• **SUPPLIED DATA**:

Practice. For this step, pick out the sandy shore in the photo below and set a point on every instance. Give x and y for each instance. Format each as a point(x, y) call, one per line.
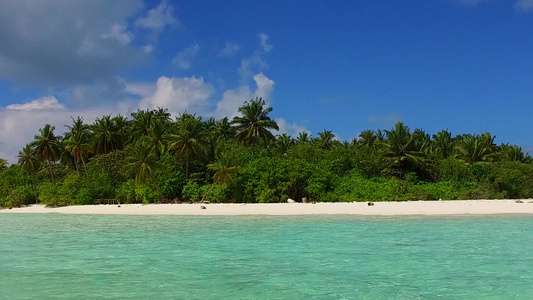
point(466, 207)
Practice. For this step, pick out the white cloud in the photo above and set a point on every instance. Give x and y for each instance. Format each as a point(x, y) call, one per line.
point(265, 45)
point(119, 33)
point(44, 103)
point(230, 49)
point(19, 126)
point(65, 42)
point(255, 63)
point(158, 17)
point(148, 48)
point(291, 129)
point(384, 121)
point(189, 94)
point(524, 5)
point(183, 59)
point(233, 99)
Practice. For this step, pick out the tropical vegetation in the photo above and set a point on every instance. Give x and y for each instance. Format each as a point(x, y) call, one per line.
point(153, 158)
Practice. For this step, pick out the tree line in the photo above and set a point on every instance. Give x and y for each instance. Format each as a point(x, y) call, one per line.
point(153, 158)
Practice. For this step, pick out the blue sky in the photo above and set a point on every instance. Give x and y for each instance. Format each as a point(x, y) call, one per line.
point(345, 66)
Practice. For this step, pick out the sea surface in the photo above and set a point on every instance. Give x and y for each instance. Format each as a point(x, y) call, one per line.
point(265, 257)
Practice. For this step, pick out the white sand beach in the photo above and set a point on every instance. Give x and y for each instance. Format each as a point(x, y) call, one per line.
point(463, 207)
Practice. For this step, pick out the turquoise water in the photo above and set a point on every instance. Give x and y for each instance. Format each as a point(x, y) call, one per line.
point(312, 257)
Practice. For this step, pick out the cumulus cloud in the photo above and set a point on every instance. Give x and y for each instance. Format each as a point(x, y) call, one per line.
point(65, 42)
point(291, 129)
point(19, 124)
point(148, 48)
point(189, 94)
point(183, 59)
point(265, 44)
point(255, 63)
point(158, 17)
point(384, 121)
point(119, 33)
point(44, 103)
point(233, 99)
point(230, 49)
point(524, 5)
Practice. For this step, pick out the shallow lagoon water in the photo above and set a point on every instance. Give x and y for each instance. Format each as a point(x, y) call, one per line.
point(265, 257)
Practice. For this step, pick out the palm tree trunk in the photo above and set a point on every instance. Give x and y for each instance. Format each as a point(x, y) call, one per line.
point(50, 168)
point(86, 173)
point(159, 191)
point(208, 192)
point(187, 167)
point(33, 187)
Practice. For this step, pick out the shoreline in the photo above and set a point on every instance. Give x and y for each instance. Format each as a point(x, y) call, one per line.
point(401, 208)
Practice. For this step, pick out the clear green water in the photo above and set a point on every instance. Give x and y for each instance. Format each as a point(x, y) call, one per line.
point(177, 257)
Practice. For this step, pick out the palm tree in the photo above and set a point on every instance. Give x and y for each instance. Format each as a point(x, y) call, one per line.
point(421, 140)
point(141, 123)
point(225, 173)
point(443, 143)
point(158, 137)
point(368, 138)
point(122, 127)
point(474, 149)
point(106, 137)
point(77, 127)
point(326, 139)
point(254, 124)
point(162, 114)
point(400, 147)
point(143, 164)
point(29, 163)
point(48, 146)
point(303, 137)
point(189, 140)
point(515, 153)
point(284, 143)
point(223, 129)
point(3, 166)
point(78, 145)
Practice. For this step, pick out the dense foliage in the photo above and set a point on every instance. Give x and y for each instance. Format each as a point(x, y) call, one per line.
point(152, 158)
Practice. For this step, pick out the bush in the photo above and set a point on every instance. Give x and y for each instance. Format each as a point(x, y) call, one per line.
point(85, 196)
point(22, 195)
point(146, 194)
point(48, 194)
point(126, 192)
point(192, 192)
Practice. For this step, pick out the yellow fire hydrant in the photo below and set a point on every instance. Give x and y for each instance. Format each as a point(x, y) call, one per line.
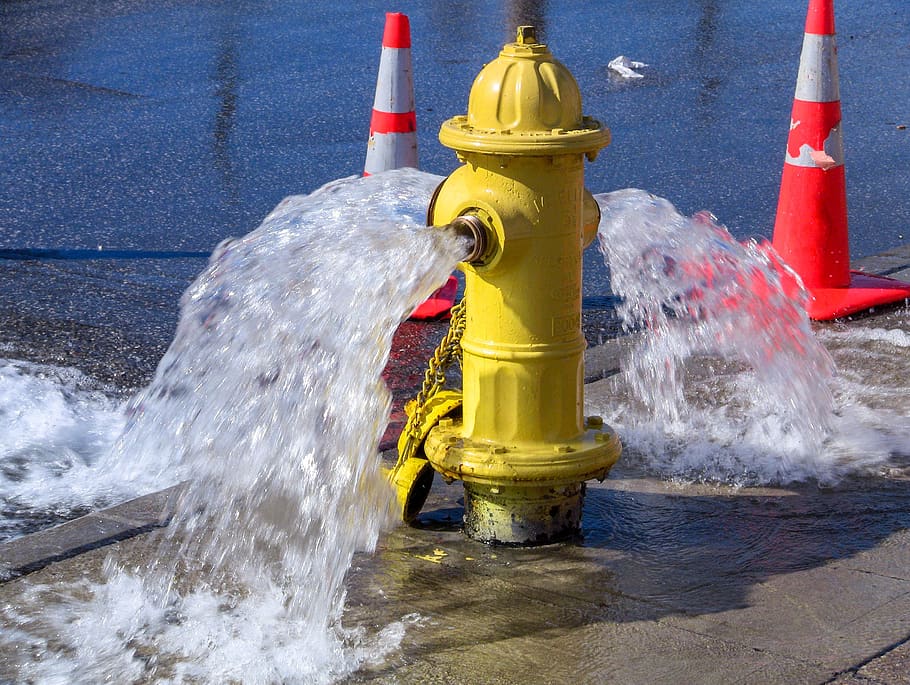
point(523, 447)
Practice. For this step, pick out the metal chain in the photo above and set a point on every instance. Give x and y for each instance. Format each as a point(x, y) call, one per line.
point(447, 352)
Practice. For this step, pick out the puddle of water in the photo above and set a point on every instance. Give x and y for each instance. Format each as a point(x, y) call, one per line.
point(270, 403)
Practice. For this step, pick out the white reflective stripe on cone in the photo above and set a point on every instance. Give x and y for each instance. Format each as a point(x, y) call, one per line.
point(395, 85)
point(831, 155)
point(391, 151)
point(817, 80)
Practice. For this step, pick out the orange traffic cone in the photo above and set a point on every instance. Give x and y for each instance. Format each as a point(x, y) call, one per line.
point(393, 126)
point(810, 231)
point(393, 132)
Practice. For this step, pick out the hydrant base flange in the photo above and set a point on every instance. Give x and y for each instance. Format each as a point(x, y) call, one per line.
point(590, 455)
point(515, 515)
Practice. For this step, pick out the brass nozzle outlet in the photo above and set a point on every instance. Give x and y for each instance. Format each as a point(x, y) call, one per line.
point(472, 228)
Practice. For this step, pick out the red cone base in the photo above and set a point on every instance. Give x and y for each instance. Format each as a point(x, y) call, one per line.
point(864, 291)
point(439, 303)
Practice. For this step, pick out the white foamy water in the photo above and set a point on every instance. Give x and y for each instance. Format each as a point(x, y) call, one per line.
point(271, 405)
point(55, 427)
point(728, 381)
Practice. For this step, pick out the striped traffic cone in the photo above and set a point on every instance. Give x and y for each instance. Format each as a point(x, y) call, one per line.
point(393, 132)
point(393, 126)
point(810, 230)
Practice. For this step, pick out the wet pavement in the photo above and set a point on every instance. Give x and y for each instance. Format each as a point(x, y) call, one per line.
point(134, 136)
point(162, 128)
point(669, 582)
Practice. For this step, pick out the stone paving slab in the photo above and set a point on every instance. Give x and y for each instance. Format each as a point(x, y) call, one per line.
point(33, 552)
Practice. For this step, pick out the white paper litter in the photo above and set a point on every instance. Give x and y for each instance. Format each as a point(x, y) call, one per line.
point(625, 67)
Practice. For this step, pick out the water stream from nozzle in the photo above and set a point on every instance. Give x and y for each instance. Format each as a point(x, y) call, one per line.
point(726, 381)
point(271, 405)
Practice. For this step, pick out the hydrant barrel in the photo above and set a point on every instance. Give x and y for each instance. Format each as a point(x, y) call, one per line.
point(523, 447)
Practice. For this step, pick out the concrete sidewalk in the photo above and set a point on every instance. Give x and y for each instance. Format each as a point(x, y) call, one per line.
point(670, 584)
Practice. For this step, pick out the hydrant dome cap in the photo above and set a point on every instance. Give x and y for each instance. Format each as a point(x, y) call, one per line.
point(524, 101)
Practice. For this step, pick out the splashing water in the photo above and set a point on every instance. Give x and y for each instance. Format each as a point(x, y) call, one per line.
point(270, 403)
point(53, 424)
point(730, 381)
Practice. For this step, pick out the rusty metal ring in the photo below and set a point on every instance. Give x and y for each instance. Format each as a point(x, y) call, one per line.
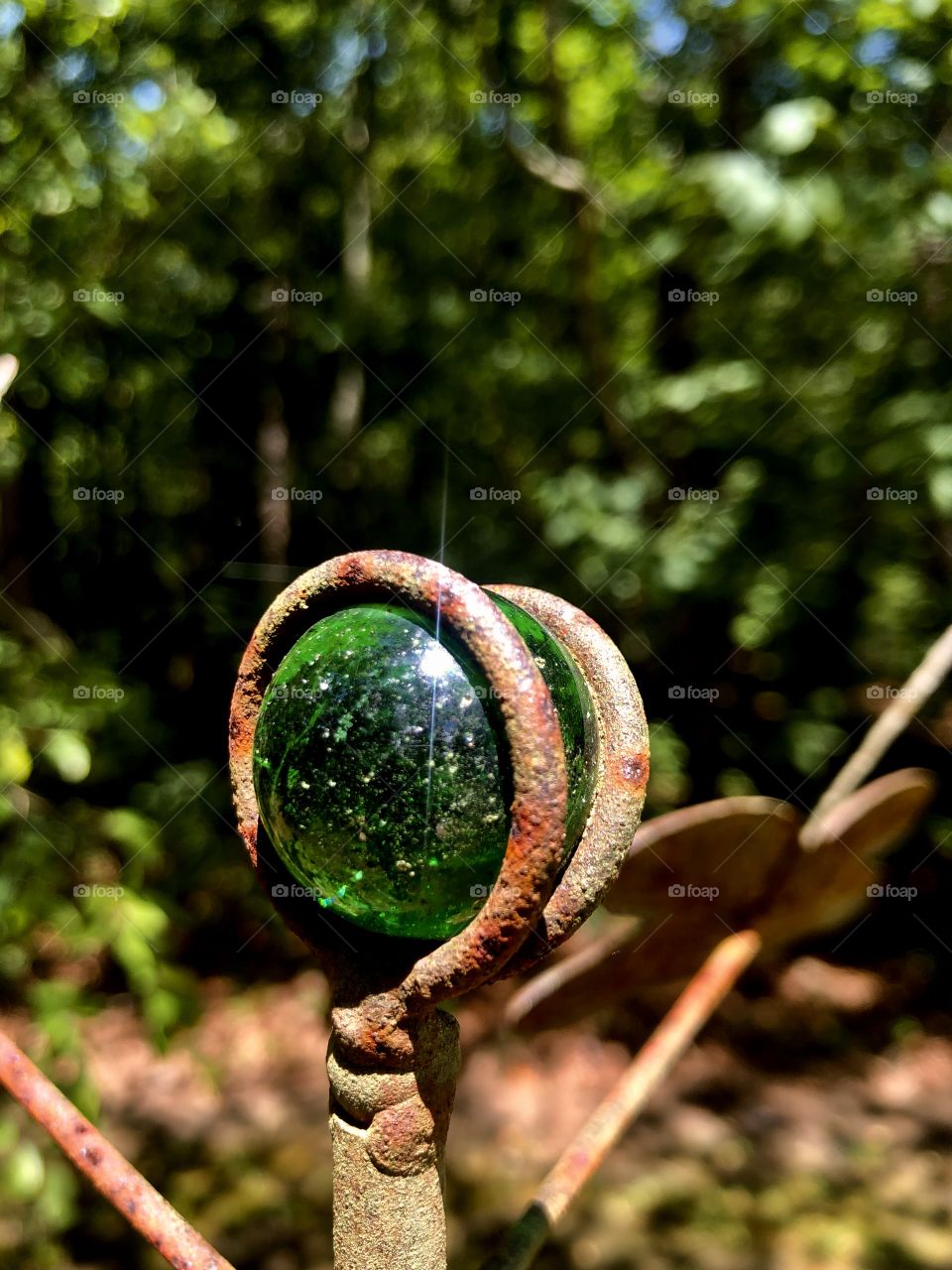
point(622, 771)
point(537, 825)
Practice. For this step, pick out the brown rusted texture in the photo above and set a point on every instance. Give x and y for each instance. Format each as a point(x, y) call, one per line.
point(112, 1175)
point(376, 994)
point(389, 1130)
point(622, 776)
point(610, 1120)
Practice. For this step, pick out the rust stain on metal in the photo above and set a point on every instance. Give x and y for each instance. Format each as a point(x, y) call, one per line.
point(371, 1015)
point(113, 1176)
point(622, 779)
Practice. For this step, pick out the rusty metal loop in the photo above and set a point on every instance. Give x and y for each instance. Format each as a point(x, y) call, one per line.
point(624, 765)
point(375, 1020)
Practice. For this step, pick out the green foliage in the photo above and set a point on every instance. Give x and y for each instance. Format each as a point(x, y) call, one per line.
point(168, 172)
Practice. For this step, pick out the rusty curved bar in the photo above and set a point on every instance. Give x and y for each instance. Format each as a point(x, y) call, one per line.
point(604, 1128)
point(624, 766)
point(373, 1024)
point(112, 1175)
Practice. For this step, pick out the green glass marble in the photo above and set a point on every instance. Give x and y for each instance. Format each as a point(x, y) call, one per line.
point(381, 769)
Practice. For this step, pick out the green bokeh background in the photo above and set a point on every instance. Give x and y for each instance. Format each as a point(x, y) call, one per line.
point(707, 398)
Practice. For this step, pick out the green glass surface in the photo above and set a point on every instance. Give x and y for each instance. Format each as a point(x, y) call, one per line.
point(381, 769)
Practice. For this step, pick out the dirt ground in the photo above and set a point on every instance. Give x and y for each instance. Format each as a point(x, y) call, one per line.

• **TO BE DONE**: Rewrite everything from the start of the rows above down to the line containing "point(466, 207)", both ends included, keeping all wording the same but multiplying every coordinate in the answers by 0.75 and rounding to whole numbers, with halves rounded up. Give only those lines and leave the pictures out.

• **ANSWER**:
Practice. For this step, pick out the sandy shore in the photo below and set a point on every instance. Give x and y for each instance. Format each as a point(x, y) call, one per line.
point(350, 155)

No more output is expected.